__Passage for review__
Chen joined Ren when he traveled to Moscow to attend the Sixth Executive Committee Meeting of the Young Communist International. Chen transported "important party instructions and documents" andcovered for her husband while he traveled for party business. This at times put her in peril. In 1928, Chen and her third child traveled from Shanghai to Changsha "to provide an alibi for Ren". The infant, who she had traveled with "in an open coal wagon", developed pneumonia and died.

In 1931, Chen was arrested, along with her fourth child, a daughter who was three months old at the time; she was imprisoned at Longhua prison for nearly a year. She was freed after authorities were convinced she was "an ignorant housewife". After being freed, she left her daughter, Yuanzhi, in the care of Ren's parents and traveled to Shanghai. From there, she traveled along the "Red Line" to Hong Kong, Shantou, and through Fujian to rejoin Ren. The two reunited in March 1932, and traveled together to Ruijin in Jiangxi. While in Ruijin, Chen worked to decipher telegrams. Chen joined the Communist Party herself in 1932. While continuing to do her intelligence work, Chen gave birth to two sons, one of whom was stillborn. Chen and Ren placed the living son, Xianggan, with a local family, knowing they would be leaving the area shortly on the Long March.

Shortly before the beginning of the Long March, Chen carried documents and codes during a reconnaissance mission with the Red Sixth Regiment. In August 1934, Chen and Ren began the Long March with the Sixth Army Group. Chen traveled with her husband and other Community Party leaders and continue to decipher telegrams. In November 1935, after about a year in place at the Hunan-Hubei-Sichuan-Guizhou Red Base, Chen and Ren left again with the Sixth Army Group. As the wife of a high-ranking official, Chen was "less likely to be left behind" as she had more information to give up under torture if she were caught by the Kuomintang. As such, she was able to use a horse while late in her seventh pregnancy. She was in her third trimester when the group climbed the Meili Snow Mountains in northern Yunnan. In June 1936, while on route, she gave birth to a daughter in a tent in Aba. She named her Yuanzheng, meaning Long March. When Yuanzheng was about a year old, Chen brought her to live with Ren's parents and her older daughter, Yuanzhi.

__Provided material__

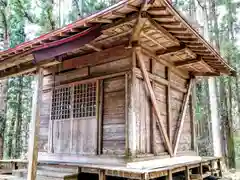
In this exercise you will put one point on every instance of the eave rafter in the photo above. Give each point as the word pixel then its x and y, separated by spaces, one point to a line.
pixel 141 20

__Problem 1__
Translate this sentence from the passage about Chen into Spanish: "Chen joined the Communist Party herself in 1932."
__Problem 2__
Continue the passage about Chen from where it stops.
The lines are not used here.

__Written answer 1__
La propia Chen se afilió al Partido Comunista en 1932.

__Written answer 2__
In 1938, Chen traveled to Moscow with Ren, "who was representing the Chinese party in the Communist International". She gave birth to another daughter, Yuanfang, while they were there. The couple left Yuanfang at the International Nursery in Moscow when they were ordered to return to China in 1940, figuring she would be safer in the Soviet Union. Her final child, Yuanyuan, was born in Yan'an later in 1940. In 1946, Chen brought her two older daughters, Yuanzhi and Yuanzheng, to Yan'an.

== Life in the People's Republic of China ==
Following the establishment of the People's Republic of China, Chen, her husband, and children Yuanzhi, Yuanzheng, and Yuanyuan moved to Beijing. In 1950, Ren was able to find Yuanfang in Moscow. Following Ren's death later that year, Chen was able to find the family she had placed her eldest son, Xianggan, with, but was told he had died in childhood.

Chen was a leader in the All-China Women’s Federation and a member of the Chinese People’s Political Consultative Conference.

Chen died in 2003 in Beijing, at the age of 101. She had nine children in total, four of whom survived childhood, and was survived by two of her daughters.